** BEGIN DATASET ROWS **

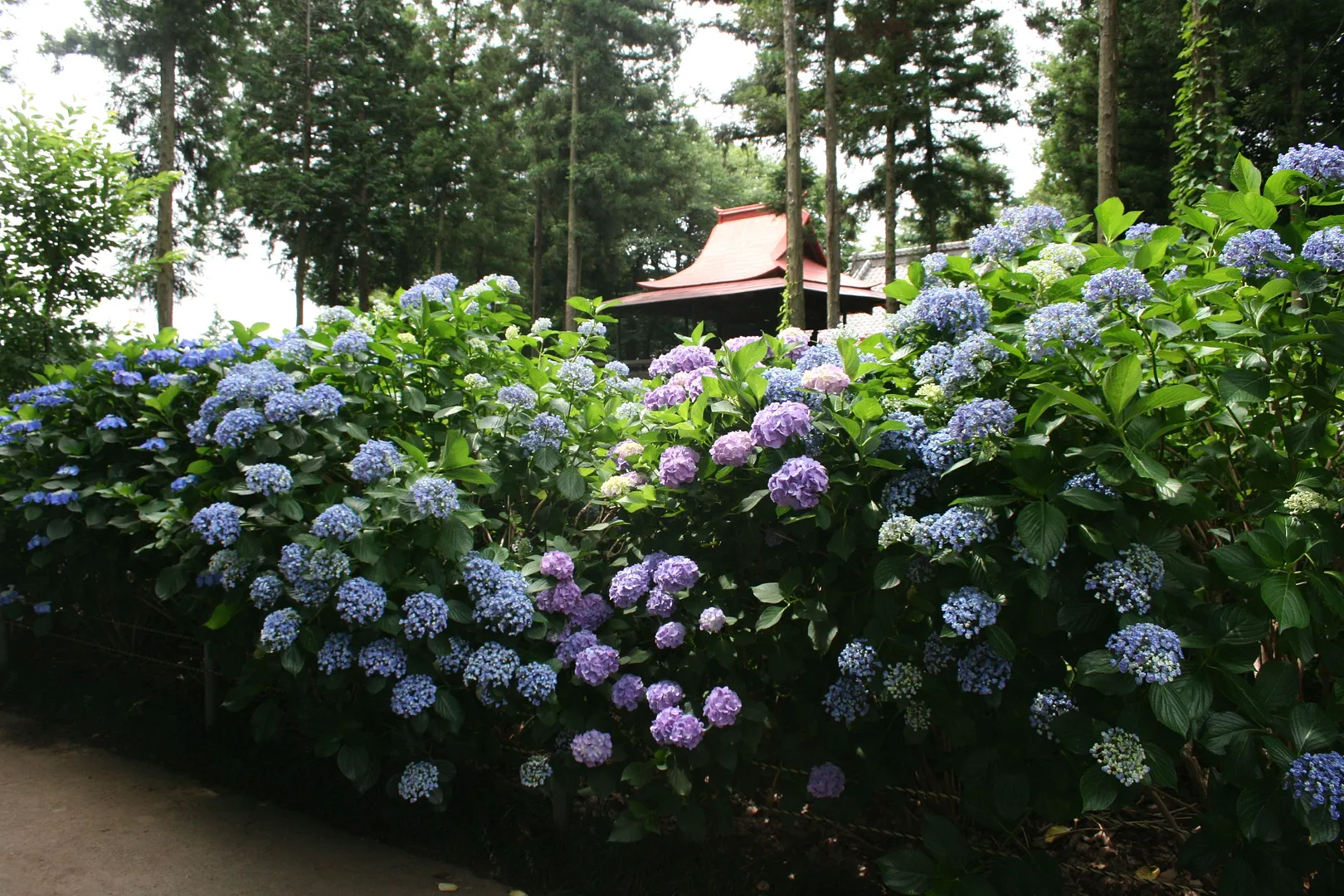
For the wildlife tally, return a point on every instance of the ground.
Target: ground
(78, 820)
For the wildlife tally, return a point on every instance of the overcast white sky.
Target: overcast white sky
(251, 288)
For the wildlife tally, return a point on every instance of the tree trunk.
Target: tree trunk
(167, 162)
(793, 169)
(889, 212)
(301, 247)
(538, 250)
(832, 178)
(572, 238)
(1108, 101)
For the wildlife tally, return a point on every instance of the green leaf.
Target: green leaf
(1281, 596)
(1098, 789)
(767, 592)
(906, 871)
(1042, 529)
(1244, 175)
(1121, 382)
(572, 484)
(221, 617)
(1181, 703)
(769, 617)
(1311, 728)
(1244, 387)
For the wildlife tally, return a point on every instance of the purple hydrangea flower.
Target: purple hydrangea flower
(981, 418)
(776, 423)
(733, 449)
(597, 664)
(1317, 162)
(663, 694)
(676, 728)
(592, 748)
(799, 484)
(1252, 251)
(628, 692)
(678, 466)
(713, 620)
(670, 635)
(825, 781)
(722, 707)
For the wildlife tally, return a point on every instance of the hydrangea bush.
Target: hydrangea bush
(1064, 533)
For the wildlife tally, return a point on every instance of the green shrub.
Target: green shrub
(1066, 531)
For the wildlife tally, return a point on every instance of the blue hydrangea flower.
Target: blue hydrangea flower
(1092, 483)
(1319, 777)
(859, 660)
(491, 668)
(1068, 324)
(518, 395)
(353, 342)
(1317, 162)
(941, 450)
(906, 489)
(1250, 251)
(544, 431)
(983, 670)
(1046, 709)
(845, 700)
(426, 616)
(981, 418)
(969, 610)
(280, 629)
(1121, 754)
(420, 781)
(1149, 652)
(435, 496)
(375, 460)
(383, 659)
(578, 373)
(413, 694)
(535, 772)
(1326, 247)
(338, 522)
(1124, 286)
(218, 524)
(265, 592)
(535, 683)
(321, 402)
(997, 242)
(240, 426)
(269, 479)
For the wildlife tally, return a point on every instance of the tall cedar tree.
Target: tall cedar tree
(171, 61)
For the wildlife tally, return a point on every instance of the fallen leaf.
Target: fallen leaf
(1055, 832)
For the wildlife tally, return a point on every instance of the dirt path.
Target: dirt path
(78, 821)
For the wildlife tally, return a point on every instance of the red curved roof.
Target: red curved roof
(749, 243)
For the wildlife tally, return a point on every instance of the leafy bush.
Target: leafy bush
(1066, 531)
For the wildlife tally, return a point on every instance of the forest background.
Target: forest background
(359, 145)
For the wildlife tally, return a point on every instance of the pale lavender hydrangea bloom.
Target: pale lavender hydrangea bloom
(628, 692)
(722, 707)
(713, 620)
(799, 484)
(678, 466)
(670, 635)
(592, 748)
(828, 379)
(825, 781)
(733, 449)
(776, 423)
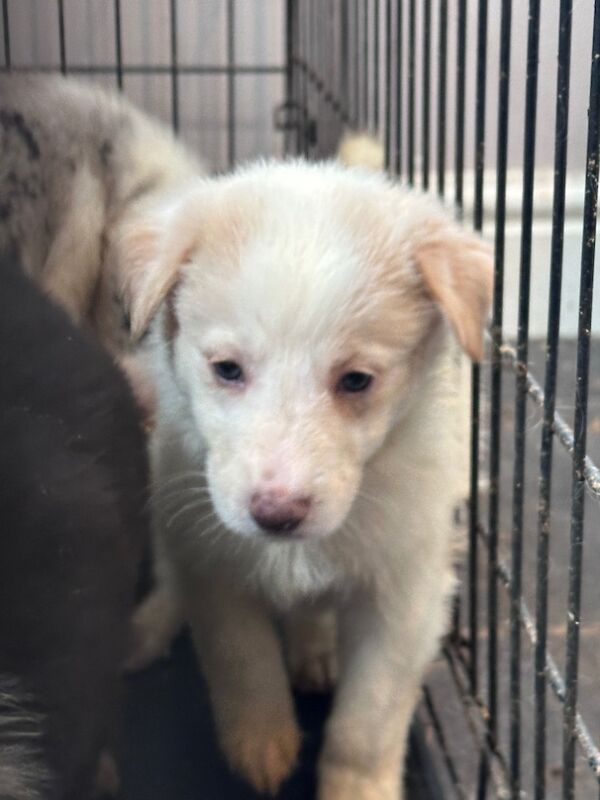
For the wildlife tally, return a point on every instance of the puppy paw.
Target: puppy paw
(153, 627)
(264, 758)
(344, 783)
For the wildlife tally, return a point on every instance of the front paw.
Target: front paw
(264, 755)
(337, 782)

** END DATASET ROWS **

## EXERCISE GOAL
Output every line above as a numbered list, omitting any blank lines. Leave the pictures out of the answer.

## OUTPUT OF THE EXERCISE
1. For the wildlife tally, return a point on every instance of the ground.
2. Target: ground
3. (78, 820)
4. For the wildlife tally, return a point on every instance of the overcast white sky.
5. Target: overcast white sky
6. (251, 288)
7. For the wildlife tally, return a point on every instance of the tree trunk.
8. Target: tree trunk
9. (167, 162)
10. (793, 169)
11. (889, 212)
12. (301, 247)
13. (538, 250)
14. (832, 178)
15. (572, 238)
16. (1108, 101)
17. For the wildlife tally, return a point on every instance of the green leaf.
18. Target: green leaf
19. (1281, 596)
20. (1098, 789)
21. (767, 592)
22. (906, 871)
23. (1042, 529)
24. (1244, 175)
25. (1121, 382)
26. (572, 484)
27. (221, 617)
28. (1181, 703)
29. (769, 617)
30. (1311, 728)
31. (1244, 387)
32. For the wildlife tally, return a point on every instance of the purple hydrangea flower.
33. Target: purple hydrangea flower
34. (981, 418)
35. (776, 423)
36. (733, 449)
37. (597, 664)
38. (1317, 162)
39. (663, 694)
40. (676, 728)
41. (592, 748)
42. (799, 484)
43. (1252, 251)
44. (628, 692)
45. (678, 466)
46. (713, 620)
47. (670, 635)
48. (825, 781)
49. (722, 707)
50. For the wildlife tally, return a point on every instance of the hydrangea bush.
51. Target: hydrangea bush
52. (1064, 533)
53. For the wildlife tally, return a point on every instance of the green shrub.
54. Target: green shrub
55. (1066, 531)
56. For the wildlife tally, return a point on every instance of the blue hydrangea flower.
57. Target: blue hydrangea flower
58. (1092, 483)
59. (1319, 777)
60. (859, 660)
61. (491, 668)
62. (1068, 324)
63. (518, 395)
64. (353, 342)
65. (1317, 162)
66. (941, 450)
67. (906, 489)
68. (1250, 251)
69. (544, 431)
70. (983, 670)
71. (1046, 709)
72. (845, 700)
73. (426, 616)
74. (981, 418)
75. (969, 610)
76. (280, 629)
77. (1121, 754)
78. (420, 781)
79. (1149, 652)
80. (435, 496)
81. (375, 460)
82. (383, 659)
83. (578, 373)
84. (413, 694)
85. (535, 772)
86. (1326, 247)
87. (338, 522)
88. (1124, 286)
89. (218, 524)
90. (265, 592)
91. (535, 683)
92. (321, 402)
93. (997, 242)
94. (240, 426)
95. (269, 479)
96. For the wildlife tally, return a point on every instance of the tall cedar tree.
97. Target: tall cedar tree
98. (171, 61)
99. For the wildlife tally, return a point on every instance of the fallen leaf.
100. Target: fallen leaf
101. (1055, 832)
102. For the wildlife tally, return a point on every instance of the dirt path.
103. Target: dirt path
104. (78, 821)
105. For the wildlife tally, return a point on every instance of the red curved roof.
106. Target: red curved roof
107. (749, 243)
108. For the wildlife tally, return a point on every instance of the leafy bush.
109. Target: leafy bush
110. (1066, 531)
111. For the wildlife tally, return a point on every instance of the forest background.
112. Target: forest background
113. (359, 145)
114. For the wildlife tally, return a point on every instance of the pale lavender hydrangea bloom.
115. Target: pale lavender hydrangea bloom
116. (628, 692)
117. (722, 707)
118. (713, 620)
119. (799, 484)
120. (678, 466)
121. (670, 635)
122. (592, 748)
123. (828, 379)
124. (825, 781)
125. (733, 449)
126. (776, 423)
127. For the wildlife tally, return a point on every instance of the puppy paw.
128. Target: puppy paw
129. (153, 627)
130. (264, 758)
131. (344, 783)
132. For the wildlife tally, return a point on every instance of the front paw.
133. Target: front paw
134. (264, 755)
135. (337, 782)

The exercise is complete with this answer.